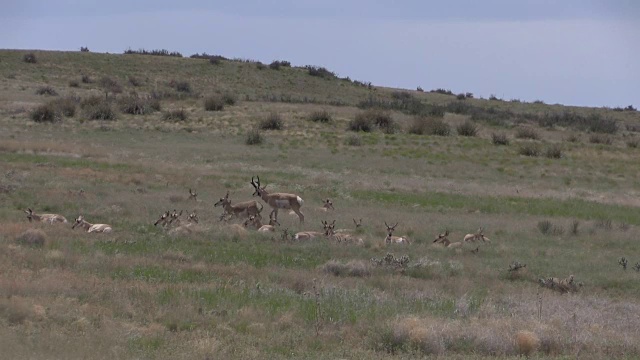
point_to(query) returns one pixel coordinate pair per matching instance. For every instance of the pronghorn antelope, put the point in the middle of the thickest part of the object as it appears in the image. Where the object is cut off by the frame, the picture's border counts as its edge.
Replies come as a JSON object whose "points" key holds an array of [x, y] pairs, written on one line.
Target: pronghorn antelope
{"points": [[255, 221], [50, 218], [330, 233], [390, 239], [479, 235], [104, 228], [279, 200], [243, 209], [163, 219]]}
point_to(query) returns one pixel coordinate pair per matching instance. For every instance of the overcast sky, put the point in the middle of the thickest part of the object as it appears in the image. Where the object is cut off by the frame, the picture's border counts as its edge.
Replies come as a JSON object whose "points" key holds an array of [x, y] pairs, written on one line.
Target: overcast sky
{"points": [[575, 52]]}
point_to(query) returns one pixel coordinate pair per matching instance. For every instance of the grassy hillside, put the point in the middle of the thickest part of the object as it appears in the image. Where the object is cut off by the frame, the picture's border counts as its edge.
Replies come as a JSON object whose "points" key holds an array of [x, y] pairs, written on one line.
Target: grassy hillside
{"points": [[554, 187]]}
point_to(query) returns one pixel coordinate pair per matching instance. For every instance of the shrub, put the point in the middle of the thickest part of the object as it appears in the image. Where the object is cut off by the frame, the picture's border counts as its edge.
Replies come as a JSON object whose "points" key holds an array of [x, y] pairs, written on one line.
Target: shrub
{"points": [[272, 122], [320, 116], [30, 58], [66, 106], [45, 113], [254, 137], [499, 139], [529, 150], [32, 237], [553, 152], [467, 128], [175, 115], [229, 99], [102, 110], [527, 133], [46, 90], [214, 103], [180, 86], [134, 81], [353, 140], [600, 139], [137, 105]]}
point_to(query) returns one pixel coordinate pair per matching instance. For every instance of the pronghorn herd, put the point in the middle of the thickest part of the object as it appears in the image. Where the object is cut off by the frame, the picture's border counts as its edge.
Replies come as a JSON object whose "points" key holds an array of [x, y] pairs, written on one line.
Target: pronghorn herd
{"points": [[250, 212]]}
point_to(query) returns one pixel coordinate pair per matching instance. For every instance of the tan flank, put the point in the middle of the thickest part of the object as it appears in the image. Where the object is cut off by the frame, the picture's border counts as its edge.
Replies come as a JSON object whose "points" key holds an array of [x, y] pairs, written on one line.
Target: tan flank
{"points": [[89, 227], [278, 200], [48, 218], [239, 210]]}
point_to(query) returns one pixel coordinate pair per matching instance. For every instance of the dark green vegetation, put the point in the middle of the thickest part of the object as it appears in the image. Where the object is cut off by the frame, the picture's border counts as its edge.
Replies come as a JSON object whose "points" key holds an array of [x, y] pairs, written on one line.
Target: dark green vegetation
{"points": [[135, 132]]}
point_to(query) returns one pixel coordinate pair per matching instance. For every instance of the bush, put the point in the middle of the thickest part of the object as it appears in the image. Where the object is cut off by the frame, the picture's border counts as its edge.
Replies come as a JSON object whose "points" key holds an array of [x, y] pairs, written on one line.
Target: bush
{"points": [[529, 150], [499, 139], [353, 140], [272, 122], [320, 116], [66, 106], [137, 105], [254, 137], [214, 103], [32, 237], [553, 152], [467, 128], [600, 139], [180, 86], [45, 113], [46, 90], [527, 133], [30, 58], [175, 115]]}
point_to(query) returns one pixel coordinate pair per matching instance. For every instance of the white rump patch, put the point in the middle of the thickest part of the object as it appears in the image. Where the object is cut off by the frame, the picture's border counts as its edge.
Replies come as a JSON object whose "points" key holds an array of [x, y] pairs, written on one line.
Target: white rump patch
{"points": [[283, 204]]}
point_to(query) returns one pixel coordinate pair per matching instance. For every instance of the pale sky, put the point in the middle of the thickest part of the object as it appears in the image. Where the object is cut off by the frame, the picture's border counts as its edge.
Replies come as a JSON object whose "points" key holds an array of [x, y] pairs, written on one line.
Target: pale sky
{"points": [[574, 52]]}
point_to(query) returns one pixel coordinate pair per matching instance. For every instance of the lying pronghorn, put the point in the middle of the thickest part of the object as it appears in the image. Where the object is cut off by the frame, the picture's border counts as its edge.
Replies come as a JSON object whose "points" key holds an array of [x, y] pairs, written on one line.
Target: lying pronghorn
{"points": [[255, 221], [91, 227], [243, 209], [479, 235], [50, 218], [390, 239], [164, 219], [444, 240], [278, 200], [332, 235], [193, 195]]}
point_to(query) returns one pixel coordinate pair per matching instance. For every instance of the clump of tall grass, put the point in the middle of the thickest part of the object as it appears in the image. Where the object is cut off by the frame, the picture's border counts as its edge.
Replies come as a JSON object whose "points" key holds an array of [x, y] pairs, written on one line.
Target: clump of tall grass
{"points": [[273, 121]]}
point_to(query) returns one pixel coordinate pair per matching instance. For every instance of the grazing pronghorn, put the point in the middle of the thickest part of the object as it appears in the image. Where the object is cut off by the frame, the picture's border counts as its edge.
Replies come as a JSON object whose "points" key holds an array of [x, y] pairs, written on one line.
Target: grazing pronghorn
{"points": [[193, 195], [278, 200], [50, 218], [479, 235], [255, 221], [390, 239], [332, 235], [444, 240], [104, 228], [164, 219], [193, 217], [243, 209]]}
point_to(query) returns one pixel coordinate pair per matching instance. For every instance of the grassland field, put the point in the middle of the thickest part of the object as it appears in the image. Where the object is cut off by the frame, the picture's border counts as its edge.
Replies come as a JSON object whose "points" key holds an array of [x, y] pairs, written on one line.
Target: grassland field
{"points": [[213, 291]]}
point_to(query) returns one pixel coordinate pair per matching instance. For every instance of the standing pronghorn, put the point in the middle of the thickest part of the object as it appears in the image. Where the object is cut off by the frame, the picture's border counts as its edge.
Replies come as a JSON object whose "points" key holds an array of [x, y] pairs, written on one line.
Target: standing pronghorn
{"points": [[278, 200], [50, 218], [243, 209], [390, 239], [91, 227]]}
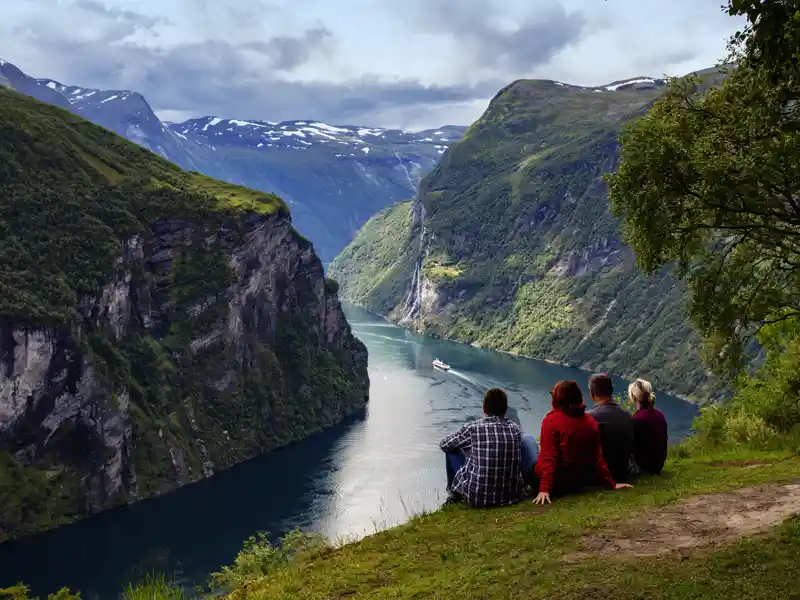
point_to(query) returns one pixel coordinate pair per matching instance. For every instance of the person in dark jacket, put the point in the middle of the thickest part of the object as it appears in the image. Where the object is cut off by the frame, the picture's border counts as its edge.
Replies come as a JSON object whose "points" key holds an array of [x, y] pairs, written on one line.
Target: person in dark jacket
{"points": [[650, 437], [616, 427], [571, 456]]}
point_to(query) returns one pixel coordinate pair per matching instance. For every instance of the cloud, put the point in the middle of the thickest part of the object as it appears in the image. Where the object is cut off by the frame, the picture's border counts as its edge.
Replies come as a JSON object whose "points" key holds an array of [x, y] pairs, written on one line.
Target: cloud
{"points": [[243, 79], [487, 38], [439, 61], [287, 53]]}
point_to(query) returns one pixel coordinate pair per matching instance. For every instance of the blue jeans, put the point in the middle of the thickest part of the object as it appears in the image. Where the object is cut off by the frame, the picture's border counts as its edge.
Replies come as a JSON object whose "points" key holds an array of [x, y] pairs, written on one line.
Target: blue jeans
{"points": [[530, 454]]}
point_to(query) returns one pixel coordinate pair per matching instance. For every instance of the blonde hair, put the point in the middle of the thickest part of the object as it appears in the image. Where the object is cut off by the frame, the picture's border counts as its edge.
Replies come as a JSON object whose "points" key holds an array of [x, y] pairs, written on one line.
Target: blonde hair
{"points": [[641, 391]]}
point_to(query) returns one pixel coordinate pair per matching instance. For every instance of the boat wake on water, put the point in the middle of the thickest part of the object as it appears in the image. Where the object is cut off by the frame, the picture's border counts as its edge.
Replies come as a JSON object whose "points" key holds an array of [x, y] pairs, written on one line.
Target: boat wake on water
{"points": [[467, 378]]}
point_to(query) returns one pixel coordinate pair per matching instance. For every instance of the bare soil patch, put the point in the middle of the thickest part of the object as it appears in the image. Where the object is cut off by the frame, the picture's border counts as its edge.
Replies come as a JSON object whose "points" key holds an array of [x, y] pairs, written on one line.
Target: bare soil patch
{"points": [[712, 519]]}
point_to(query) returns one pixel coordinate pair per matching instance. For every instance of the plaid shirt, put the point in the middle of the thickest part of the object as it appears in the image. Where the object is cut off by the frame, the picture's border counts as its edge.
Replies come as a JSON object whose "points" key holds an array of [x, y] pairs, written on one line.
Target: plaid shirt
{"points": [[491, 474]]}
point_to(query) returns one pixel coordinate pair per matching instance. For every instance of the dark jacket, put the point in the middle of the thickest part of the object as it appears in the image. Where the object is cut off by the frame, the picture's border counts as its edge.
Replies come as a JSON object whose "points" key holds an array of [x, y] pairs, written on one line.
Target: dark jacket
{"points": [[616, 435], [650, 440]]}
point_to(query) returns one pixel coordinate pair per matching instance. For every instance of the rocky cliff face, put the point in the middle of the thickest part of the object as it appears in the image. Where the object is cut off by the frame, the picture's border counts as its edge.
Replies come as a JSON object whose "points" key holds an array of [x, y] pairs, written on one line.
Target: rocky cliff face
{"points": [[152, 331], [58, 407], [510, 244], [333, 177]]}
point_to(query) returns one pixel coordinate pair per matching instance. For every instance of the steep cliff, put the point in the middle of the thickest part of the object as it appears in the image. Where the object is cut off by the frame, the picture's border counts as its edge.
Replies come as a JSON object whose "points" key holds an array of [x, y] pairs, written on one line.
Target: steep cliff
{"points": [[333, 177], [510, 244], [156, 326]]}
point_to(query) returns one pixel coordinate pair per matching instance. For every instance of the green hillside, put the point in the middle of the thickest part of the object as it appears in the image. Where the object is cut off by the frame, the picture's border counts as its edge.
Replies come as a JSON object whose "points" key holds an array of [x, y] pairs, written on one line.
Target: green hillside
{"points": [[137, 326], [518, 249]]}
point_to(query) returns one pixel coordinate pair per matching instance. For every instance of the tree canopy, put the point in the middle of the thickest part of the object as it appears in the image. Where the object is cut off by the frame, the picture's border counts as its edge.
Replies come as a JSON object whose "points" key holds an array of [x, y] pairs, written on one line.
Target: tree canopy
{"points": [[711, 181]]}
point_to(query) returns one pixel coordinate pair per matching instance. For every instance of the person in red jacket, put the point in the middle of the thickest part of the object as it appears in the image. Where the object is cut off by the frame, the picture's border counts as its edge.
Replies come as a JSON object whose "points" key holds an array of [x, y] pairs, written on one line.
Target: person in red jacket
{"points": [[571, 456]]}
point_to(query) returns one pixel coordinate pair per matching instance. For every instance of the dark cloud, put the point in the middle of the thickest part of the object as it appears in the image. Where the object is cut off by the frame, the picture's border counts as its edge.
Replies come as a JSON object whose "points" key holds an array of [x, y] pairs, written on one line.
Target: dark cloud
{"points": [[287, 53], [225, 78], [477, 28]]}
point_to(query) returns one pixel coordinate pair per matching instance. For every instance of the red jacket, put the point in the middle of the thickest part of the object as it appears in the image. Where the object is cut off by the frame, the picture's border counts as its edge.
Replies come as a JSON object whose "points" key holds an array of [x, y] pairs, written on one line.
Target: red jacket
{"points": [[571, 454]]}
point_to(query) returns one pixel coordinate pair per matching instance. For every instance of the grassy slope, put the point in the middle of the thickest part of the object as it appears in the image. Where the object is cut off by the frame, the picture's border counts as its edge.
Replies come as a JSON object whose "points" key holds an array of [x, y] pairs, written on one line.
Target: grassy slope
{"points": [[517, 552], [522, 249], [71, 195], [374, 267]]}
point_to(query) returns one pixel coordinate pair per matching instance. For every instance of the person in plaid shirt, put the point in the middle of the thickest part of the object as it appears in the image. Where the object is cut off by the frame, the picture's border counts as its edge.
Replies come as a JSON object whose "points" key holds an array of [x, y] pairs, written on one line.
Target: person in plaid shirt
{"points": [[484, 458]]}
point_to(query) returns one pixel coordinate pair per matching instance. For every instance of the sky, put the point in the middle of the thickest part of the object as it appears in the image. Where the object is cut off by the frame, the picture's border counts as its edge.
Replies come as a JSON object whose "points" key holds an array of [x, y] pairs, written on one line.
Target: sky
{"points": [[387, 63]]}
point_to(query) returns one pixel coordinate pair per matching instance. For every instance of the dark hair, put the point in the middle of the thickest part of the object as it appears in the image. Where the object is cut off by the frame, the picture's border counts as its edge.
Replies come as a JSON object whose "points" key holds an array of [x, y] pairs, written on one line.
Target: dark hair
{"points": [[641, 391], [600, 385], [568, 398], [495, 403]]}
+ + + + +
| Problem to solve |
Print again the material above, limited to the lines from the one holding "grassy slope, put" through the last, inclusive.

| Right answer |
point_to(query) returns one pixel coordinate pair per matching instance. For every instance of the grassy slope, put the point in the middle of the thickest part of the object as it appears in the image. Where the object is cut off by the frame, the picture's border counts as its edge.
Replies come as a JSON object whose "points" key holds an array of [x, y] pairs, written on one line.
Target: grassy slope
{"points": [[517, 552], [522, 249], [71, 195], [374, 267]]}
point_to(query) returns one pixel coordinate pair per matching instance. For every instance of the person in plaid shirt, put the point in the middle of the thickest part of the object as it appears in the image. Where the object is cut off by the frame, the picture's border counts as its edge.
Replies come as a JSON object whose "points" key holds an array of [x, y] pairs, written on one line.
Target: person in plaid shirt
{"points": [[484, 458]]}
point_to(query) returns one pixel coordinate pair per matching instance. For every instance of the sky, put the point in the middle of the thickest part of the object as it appears in the image. Where the object is cut off by the frame, the picture's border counts as its edge.
Replies come as a JSON object whose "points" key holds an array of [x, y] pairs, written on one line.
Target: sky
{"points": [[387, 63]]}
point_to(query) returns one pixel coordinate pair per matching instance. For every instance of the dark hair, put the point in the middle of the thickest part of the object as it appears in the image. Where the object is cut off by the frame, the picture's border counts as its edge.
Replies come as a JSON object whose "points" key holds an array of [x, y] pairs, written on one line.
Target: dark hair
{"points": [[641, 391], [600, 385], [568, 398], [495, 403]]}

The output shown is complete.